* **Dataset records**:
┏━━

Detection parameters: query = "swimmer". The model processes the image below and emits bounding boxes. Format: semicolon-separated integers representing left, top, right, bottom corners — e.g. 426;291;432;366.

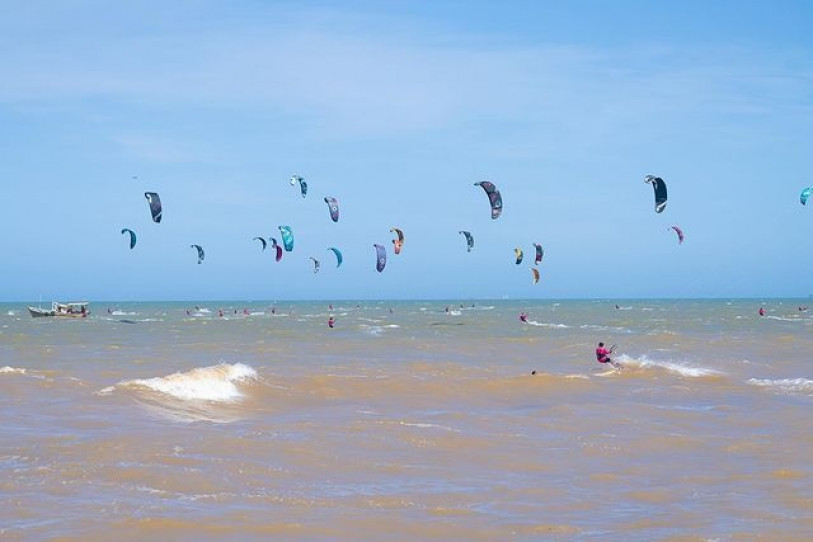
596;343;618;368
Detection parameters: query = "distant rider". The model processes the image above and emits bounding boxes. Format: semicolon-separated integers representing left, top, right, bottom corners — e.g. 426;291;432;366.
596;343;618;367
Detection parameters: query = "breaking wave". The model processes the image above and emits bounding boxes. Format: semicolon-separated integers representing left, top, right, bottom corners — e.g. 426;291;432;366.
748;378;813;395
99;363;257;402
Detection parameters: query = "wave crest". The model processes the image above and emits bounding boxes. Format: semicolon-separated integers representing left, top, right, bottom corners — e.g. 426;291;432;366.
100;363;257;402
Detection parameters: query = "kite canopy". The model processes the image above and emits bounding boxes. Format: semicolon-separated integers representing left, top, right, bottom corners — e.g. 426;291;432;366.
279;226;294;252
252;237;268;250
534;243;545;265
325;197;339;222
144;192;163;223
121;228;136;250
291;175;308;198
328;247;343;267
390;227;404;254
373;244;387;273
457;230;474;252
474;181;502;220
799;187;813;205
644;175;666;213
189;245;206;264
670;226;683;245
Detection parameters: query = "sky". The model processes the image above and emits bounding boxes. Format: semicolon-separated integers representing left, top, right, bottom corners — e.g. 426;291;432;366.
0;0;813;302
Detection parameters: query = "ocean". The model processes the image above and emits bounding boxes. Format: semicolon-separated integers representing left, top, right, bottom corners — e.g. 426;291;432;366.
0;299;813;541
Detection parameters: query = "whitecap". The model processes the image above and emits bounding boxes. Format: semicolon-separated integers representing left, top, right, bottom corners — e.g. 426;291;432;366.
615;354;720;378
525;320;570;329
99;363;257;402
748;378;813;394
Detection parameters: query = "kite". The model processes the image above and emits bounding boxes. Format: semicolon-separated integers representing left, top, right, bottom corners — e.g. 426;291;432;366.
669;226;683;245
279;226;294;252
291;175;308;198
457;231;474;252
328;247;342;267
799;186;813;205
390;227;404;254
534;243;545;265
252;237;268;250
121;228;136;250
474;181;502;220
189;245;206;264
644;175;666;213
325;198;339;222
144;192;163;223
373;244;387;273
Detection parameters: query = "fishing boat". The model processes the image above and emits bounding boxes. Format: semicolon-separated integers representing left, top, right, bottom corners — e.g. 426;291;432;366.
28;301;90;318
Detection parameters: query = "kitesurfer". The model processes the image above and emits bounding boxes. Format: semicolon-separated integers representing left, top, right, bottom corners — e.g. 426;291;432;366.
596;343;618;367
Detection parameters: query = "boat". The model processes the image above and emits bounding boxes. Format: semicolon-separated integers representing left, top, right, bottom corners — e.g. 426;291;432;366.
28;301;90;318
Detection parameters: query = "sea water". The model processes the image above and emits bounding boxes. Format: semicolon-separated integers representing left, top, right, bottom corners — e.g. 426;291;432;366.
0;300;813;540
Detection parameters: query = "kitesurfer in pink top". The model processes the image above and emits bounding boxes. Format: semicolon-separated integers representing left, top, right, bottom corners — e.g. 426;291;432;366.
596;343;618;367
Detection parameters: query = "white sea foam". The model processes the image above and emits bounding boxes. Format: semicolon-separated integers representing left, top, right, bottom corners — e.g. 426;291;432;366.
765;316;803;322
99;363;257;402
615;354;720;378
748;378;813;394
525;320;570;329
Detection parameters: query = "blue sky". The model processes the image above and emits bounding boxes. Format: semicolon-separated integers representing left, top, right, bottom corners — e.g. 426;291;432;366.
0;0;813;301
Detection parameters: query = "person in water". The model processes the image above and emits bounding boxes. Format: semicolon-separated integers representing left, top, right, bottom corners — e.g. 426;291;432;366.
596;343;618;367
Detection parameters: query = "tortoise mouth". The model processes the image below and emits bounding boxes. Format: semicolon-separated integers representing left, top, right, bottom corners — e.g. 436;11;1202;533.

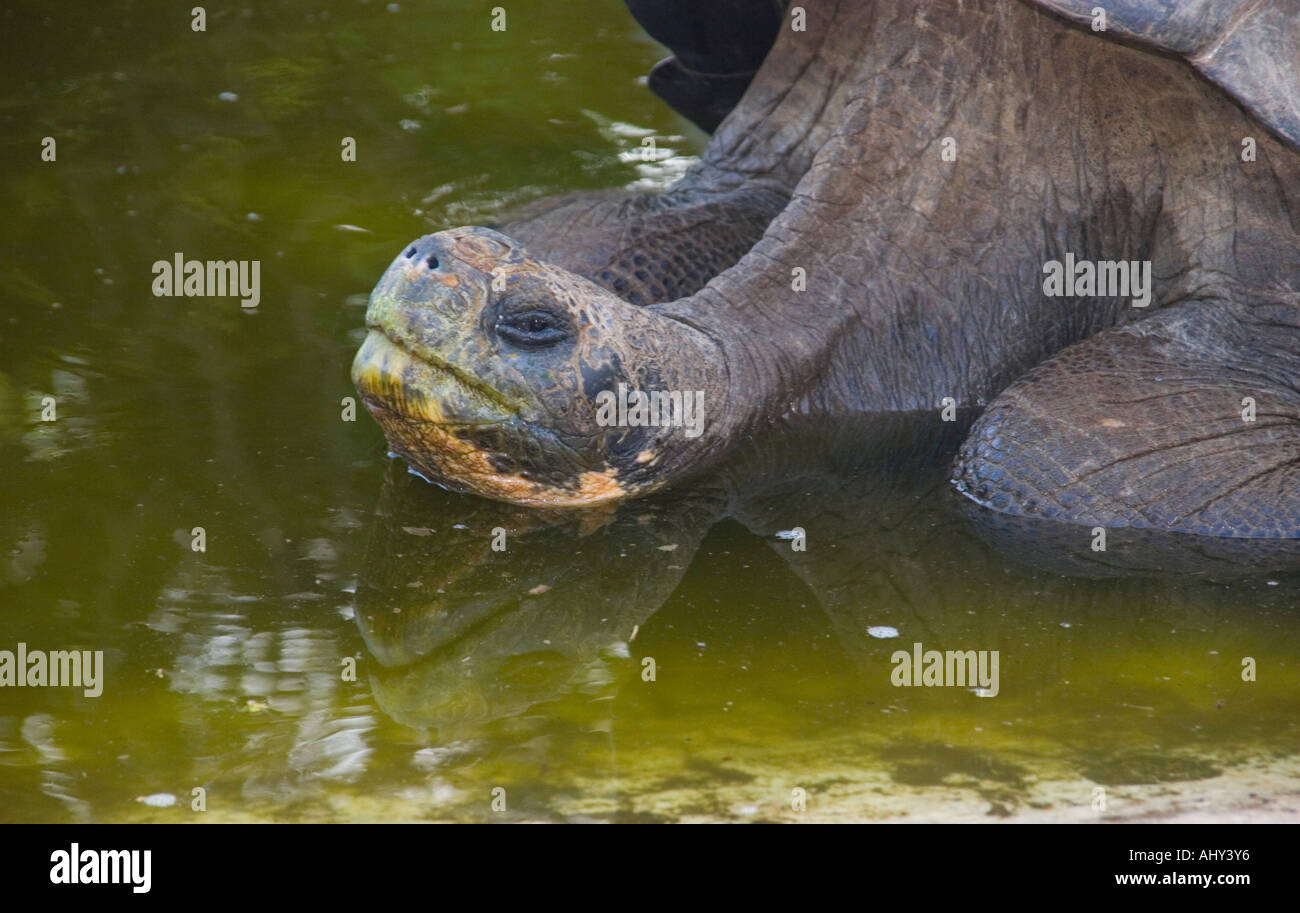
352;330;519;425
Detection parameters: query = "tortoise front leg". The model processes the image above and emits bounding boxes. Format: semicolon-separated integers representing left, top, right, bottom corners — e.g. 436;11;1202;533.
953;293;1300;538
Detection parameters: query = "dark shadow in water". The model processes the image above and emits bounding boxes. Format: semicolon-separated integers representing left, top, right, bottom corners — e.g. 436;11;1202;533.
358;414;1300;743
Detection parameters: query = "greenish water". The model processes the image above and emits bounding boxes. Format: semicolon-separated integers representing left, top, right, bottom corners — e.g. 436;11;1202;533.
0;0;1300;821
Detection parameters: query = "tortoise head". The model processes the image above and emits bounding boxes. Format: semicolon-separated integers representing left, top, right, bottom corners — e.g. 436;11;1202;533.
352;228;727;506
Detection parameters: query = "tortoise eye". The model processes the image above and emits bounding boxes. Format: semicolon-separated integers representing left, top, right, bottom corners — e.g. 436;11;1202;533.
497;308;573;349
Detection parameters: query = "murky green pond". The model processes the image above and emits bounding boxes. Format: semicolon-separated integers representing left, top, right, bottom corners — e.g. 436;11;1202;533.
0;0;1300;822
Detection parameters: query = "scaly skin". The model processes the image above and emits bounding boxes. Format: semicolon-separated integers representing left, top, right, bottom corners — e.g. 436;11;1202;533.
354;0;1300;537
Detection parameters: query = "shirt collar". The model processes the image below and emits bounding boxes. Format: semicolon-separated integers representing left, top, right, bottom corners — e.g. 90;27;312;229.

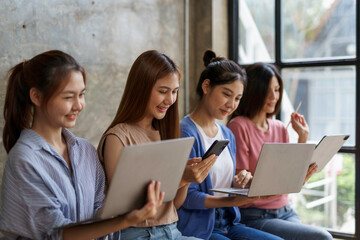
20;128;79;151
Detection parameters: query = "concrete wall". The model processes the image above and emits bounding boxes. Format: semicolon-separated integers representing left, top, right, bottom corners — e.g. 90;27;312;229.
0;0;184;178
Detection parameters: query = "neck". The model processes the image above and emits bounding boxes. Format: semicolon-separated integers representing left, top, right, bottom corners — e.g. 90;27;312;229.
251;113;269;132
190;103;215;128
135;117;154;130
31;116;64;147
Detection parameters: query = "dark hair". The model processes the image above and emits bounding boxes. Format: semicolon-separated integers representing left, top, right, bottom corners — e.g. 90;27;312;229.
196;50;246;98
231;63;283;119
106;50;181;139
3;50;86;153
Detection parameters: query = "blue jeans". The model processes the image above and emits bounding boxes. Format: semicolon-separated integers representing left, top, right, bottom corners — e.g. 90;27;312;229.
240;205;333;240
210;208;282;240
121;222;199;240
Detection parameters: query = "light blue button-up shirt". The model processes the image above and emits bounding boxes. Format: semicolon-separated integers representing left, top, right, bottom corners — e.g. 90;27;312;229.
0;129;105;239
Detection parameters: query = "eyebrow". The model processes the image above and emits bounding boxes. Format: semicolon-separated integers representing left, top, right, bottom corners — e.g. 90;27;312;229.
61;88;86;94
158;86;179;89
223;87;243;96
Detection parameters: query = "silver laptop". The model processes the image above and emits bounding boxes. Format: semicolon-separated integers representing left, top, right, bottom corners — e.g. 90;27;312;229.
210;143;316;197
311;135;350;172
98;137;194;219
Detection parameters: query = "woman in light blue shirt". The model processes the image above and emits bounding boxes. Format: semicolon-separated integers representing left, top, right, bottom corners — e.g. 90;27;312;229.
0;51;163;239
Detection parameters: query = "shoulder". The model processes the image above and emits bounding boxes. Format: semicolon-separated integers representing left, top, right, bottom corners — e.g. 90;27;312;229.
180;115;197;136
106;123;135;135
218;123;234;138
268;118;286;130
227;116;254;130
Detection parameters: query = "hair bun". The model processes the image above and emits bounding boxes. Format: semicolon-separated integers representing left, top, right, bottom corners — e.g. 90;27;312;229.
203;50;216;67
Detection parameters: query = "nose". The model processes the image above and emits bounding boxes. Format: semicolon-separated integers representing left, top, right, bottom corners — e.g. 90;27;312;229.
226;99;236;109
165;92;177;105
73;98;85;112
269;90;275;99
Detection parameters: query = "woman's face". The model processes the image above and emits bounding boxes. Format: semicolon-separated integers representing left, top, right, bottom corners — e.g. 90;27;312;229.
45;71;85;128
262;76;280;114
203;80;244;120
146;73;179;120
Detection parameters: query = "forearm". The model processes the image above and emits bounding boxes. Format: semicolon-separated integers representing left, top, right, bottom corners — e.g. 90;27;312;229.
174;182;190;209
298;134;309;143
205;195;236;208
63;216;131;240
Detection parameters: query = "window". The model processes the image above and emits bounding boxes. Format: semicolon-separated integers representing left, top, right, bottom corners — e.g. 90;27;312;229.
229;0;360;239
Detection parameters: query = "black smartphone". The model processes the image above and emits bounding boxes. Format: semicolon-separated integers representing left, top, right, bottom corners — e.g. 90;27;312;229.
202;140;229;159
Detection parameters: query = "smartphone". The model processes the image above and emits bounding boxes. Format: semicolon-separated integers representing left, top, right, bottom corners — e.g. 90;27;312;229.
202;140;229;159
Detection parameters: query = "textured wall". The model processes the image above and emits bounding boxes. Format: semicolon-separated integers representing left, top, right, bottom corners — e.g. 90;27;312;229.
0;0;184;181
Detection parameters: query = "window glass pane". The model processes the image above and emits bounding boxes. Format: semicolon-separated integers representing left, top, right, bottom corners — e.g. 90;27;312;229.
281;0;356;61
238;0;275;63
281;66;355;146
290;154;355;234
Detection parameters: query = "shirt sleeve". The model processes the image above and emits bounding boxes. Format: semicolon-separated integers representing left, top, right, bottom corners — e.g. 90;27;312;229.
0;151;71;239
227;119;250;171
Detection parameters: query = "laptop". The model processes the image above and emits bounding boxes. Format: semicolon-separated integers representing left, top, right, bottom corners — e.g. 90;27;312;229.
97;137;194;220
311;135;350;172
210;143;316;197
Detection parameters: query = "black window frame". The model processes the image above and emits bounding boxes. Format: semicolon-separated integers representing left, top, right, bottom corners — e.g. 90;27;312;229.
228;0;360;239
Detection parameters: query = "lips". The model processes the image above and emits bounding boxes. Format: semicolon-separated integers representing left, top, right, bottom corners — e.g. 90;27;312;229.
66;114;78;121
220;109;229;115
156;106;169;112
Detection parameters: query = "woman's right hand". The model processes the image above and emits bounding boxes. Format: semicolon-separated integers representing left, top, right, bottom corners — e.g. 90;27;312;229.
233;195;260;207
182;154;217;183
125;181;165;226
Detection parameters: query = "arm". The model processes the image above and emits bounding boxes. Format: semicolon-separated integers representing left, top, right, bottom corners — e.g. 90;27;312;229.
63;182;164;240
291;113;309;143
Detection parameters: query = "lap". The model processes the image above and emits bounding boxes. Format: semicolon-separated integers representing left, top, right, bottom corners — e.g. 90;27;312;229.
241;206;332;240
210;224;282;240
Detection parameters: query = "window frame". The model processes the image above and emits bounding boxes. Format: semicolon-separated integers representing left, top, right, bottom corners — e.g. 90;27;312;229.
228;0;360;239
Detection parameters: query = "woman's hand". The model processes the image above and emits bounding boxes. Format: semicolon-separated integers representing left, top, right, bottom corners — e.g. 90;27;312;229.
234;169;253;188
182;154;217;184
125;181;165;226
303;163;318;184
291;112;309;143
232;195;260;207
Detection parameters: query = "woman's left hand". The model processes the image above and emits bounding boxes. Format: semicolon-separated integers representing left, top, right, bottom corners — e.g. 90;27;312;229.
291;112;309;143
303;163;318;185
234;169;252;188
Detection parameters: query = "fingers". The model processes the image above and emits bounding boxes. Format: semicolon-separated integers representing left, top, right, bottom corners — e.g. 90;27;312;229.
147;181;156;203
187;157;202;166
303;163;318;184
235;195;260;207
234;169;252;188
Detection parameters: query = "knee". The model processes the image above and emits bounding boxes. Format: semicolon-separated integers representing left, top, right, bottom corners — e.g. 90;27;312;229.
316;228;333;240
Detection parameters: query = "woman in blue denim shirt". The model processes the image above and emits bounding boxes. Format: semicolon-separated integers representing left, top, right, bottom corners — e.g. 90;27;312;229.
0;50;162;239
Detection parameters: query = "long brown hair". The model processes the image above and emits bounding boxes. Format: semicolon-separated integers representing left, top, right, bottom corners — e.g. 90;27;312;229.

┗━━

* **Exercise description**: Rename "swimmer" to "surfer" in the part of the items that opens at their start and closes with the line containing "596;343;618;368", and keep everything else the same. Give only that part, leaving out the pictures.

* **The response**:
Detection parameters: query = "surfer". The model processes the image below and emits bounding boxes. Format: semicolon-separated integers representing left, top, right, bottom corners — e.g. 426;291;432;366.

596;343;618;368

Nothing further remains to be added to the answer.